What you will do
Every line containing "instance" should be identified and copied from the data below.

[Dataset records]
+--

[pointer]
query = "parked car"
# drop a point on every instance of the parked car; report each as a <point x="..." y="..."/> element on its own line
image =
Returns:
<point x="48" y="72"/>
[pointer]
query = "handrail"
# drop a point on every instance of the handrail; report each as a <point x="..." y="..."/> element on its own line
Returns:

+--

Written response
# drop a point on every instance of the parked car; report each as a <point x="..." y="..."/> element on its own line
# drop a point on every instance of the handrail; report each as a <point x="..." y="..."/> element on its own line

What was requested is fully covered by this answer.